QUÉ HACER:
Reproduce literalmente todas las filas que siguen, sin omitir ni cambiar ninguna.

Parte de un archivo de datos

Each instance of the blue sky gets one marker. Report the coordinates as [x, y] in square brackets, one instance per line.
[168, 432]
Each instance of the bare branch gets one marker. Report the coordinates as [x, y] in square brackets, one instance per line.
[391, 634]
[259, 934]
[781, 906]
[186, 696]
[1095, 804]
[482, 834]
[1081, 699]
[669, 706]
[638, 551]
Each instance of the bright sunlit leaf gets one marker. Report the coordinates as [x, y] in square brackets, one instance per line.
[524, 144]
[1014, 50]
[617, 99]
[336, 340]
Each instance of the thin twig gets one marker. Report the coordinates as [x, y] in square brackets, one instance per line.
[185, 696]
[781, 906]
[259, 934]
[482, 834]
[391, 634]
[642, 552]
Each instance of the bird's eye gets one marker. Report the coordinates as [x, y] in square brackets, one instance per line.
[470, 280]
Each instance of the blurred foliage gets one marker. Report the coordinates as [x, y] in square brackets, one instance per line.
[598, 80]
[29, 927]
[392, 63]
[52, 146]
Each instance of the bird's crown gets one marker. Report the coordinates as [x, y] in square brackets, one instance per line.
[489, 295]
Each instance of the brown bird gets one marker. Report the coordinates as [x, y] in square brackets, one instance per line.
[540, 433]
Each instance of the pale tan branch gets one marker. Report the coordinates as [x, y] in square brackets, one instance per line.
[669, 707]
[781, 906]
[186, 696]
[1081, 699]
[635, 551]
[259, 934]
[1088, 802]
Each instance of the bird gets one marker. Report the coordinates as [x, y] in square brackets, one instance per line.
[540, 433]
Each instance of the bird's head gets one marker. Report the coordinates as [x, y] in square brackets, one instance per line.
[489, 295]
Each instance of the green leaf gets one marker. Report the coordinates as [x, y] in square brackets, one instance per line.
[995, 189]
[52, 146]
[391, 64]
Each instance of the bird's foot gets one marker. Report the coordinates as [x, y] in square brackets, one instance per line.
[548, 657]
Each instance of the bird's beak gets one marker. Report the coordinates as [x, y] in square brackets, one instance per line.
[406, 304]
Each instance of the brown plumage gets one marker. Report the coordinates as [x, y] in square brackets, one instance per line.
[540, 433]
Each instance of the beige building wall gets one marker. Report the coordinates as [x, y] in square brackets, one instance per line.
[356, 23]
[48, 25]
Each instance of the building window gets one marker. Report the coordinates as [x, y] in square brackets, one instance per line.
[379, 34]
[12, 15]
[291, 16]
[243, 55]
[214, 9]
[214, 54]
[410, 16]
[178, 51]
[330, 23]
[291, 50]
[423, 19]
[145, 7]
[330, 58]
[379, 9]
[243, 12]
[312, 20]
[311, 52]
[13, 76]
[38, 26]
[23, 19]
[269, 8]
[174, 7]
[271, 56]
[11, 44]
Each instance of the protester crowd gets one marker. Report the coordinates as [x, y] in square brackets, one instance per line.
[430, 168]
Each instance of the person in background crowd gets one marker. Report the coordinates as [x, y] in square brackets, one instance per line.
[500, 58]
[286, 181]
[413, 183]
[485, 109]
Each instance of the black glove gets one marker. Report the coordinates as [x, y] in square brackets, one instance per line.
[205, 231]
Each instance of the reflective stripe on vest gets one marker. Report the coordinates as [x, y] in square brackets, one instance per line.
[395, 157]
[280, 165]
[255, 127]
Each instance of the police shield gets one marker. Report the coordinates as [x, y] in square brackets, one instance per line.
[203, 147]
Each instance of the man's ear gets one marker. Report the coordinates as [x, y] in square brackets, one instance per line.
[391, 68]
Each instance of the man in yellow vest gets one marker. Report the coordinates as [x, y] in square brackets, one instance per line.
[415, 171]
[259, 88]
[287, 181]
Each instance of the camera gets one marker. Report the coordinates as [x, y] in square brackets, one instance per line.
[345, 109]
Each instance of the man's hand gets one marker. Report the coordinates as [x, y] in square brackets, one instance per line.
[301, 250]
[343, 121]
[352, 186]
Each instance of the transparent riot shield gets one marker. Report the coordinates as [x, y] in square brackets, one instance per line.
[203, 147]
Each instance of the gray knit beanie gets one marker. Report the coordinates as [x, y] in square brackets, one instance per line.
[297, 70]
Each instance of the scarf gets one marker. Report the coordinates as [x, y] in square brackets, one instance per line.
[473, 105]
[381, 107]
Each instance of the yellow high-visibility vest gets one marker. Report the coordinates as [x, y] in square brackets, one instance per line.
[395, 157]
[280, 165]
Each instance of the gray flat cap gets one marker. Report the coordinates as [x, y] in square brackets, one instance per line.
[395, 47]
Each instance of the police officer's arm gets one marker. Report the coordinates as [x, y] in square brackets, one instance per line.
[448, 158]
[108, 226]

RESPUESTA:
Each instance of the blue sky gets one marker. Report the coordinates as [x, y] in square brackets, one instance per line.
[168, 432]
Each instance of the bare branch gets one marker. Report the coordinates as [x, y] in square brackets, one instance per line.
[391, 634]
[259, 934]
[781, 906]
[186, 696]
[1095, 804]
[482, 834]
[1081, 699]
[669, 706]
[638, 551]
Each instance of the bright sunlit leaf gets one marker. Report the coordinates as [x, y] in square brackets, one instance per line.
[524, 144]
[1014, 50]
[617, 99]
[336, 340]
Each instance of the thin twig gets one marker. Report the coordinates as [x, y] in square brackets, one instance per line.
[185, 696]
[781, 906]
[259, 934]
[482, 834]
[391, 634]
[642, 552]
Each instance of the bird's eye gets one marker. Report the coordinates as [x, y] in square brackets, one instance per line.
[470, 280]
Each instance of the blurred foliage gets one marker. Report the coordinates as [x, y] in square brackets, one instance per line.
[598, 80]
[29, 927]
[392, 63]
[52, 146]
Each instance of the bird's crown gets one marker. Report the coordinates as [x, y] in square brackets, one instance per line.
[489, 295]
Each instance of the brown bird gets one marker. Report the coordinates as [x, y] in square brackets, one instance per line.
[540, 433]
Each instance of the pale tan branch gets one marker. Report the coordinates as [x, y] in square brackets, one instance per line.
[669, 707]
[781, 906]
[186, 696]
[1081, 699]
[635, 551]
[259, 934]
[1088, 802]
Each instance of the bird gets one marker. Report the coordinates as [x, y] in square brackets, one instance per line.
[540, 433]
Each instance of the bird's head gets one marker. Report the coordinates as [x, y] in square brackets, one instance per line.
[489, 295]
Each instance of the green leaf gets one marker. Report the coordinates as [x, y] in square brackets, one instance per line.
[995, 189]
[52, 146]
[391, 64]
Each instance of the bird's foot gets one marker. Report the coordinates as [x, y] in square brackets, one instance per line.
[548, 657]
Each instance of the bird's beak gets one marker. Report the coordinates as [x, y] in square brackets, one instance per line.
[406, 304]
Each instance of the brown plumage gets one marker. Report the coordinates as [x, y] in square brackets, one instance per line.
[540, 433]
Each instance of the beige building wall gets one marker. Report the coordinates as [x, y] in square brackets, one instance per line.
[356, 23]
[48, 25]
Each instance of the building window gets one marker. Report the coordinates as [x, y] in square brackets, one instance per line.
[379, 34]
[12, 15]
[291, 16]
[243, 55]
[214, 9]
[214, 54]
[410, 16]
[178, 51]
[330, 23]
[291, 50]
[423, 19]
[145, 7]
[330, 58]
[379, 9]
[243, 12]
[312, 20]
[311, 52]
[13, 76]
[38, 26]
[23, 19]
[269, 8]
[174, 7]
[271, 56]
[11, 44]
Each instance of the protester crowd gets one marker. Report the coordinates as [x, y] in square brackets, one instance per line.
[430, 168]
Each instance of the person in background crowd gets one marker. Report the coordinates as [x, y] in square brackets, one instance per line.
[500, 58]
[286, 181]
[413, 183]
[485, 109]
Each instance of the black glove gets one marker. Report the coordinates as [x, y] in square brackets, one instance per line.
[205, 231]
Each instance of the reflective stripe on vest gets one marker. Report the coordinates as [x, y] in square brackets, one instance per line.
[395, 157]
[280, 165]
[255, 127]
Each instance of the police shield gets one marker. Report the coordinates as [x, y] in square brackets, one instance per line.
[203, 147]
Each instance of the man's ear gets one marker. Report the coordinates as [x, y] in square brackets, one instance per line.
[391, 68]
Each instance of the man in yellow vest gets one marker. Report the coordinates as [x, y] in square brackets, one instance per line.
[415, 171]
[259, 88]
[287, 181]
Each instance of the camera gets one marker. Report the coordinates as [x, y] in square brackets, one instance per line.
[345, 109]
Each instance of the man's hand gets one marker. Report the coordinates as [x, y] in square brackets, one instance per line.
[301, 250]
[343, 121]
[352, 186]
Each instance of the transparent riot shield gets one marker. Report the coordinates as [x, y] in square brackets, one instance per line.
[203, 147]
Each instance of the gray knit beanie gets one marker. Report the coordinates as [x, y] in square brackets, one instance per line.
[297, 70]
Each instance of the scarf gets one marker. Report the coordinates as [x, y] in square brackets, one instance per line.
[473, 105]
[381, 107]
Each instance of the yellow high-visibility vest gets one marker. Report the coordinates as [x, y] in square brackets, one instance per line.
[395, 157]
[280, 165]
Each instance of the gray flat cap gets one marker. Report the coordinates as [x, y] in square brackets, one instance per line.
[395, 47]
Each instance of the police officer's arm gets one marker. Report the coordinates as [x, y] in square brackets, one instance per line.
[448, 158]
[108, 226]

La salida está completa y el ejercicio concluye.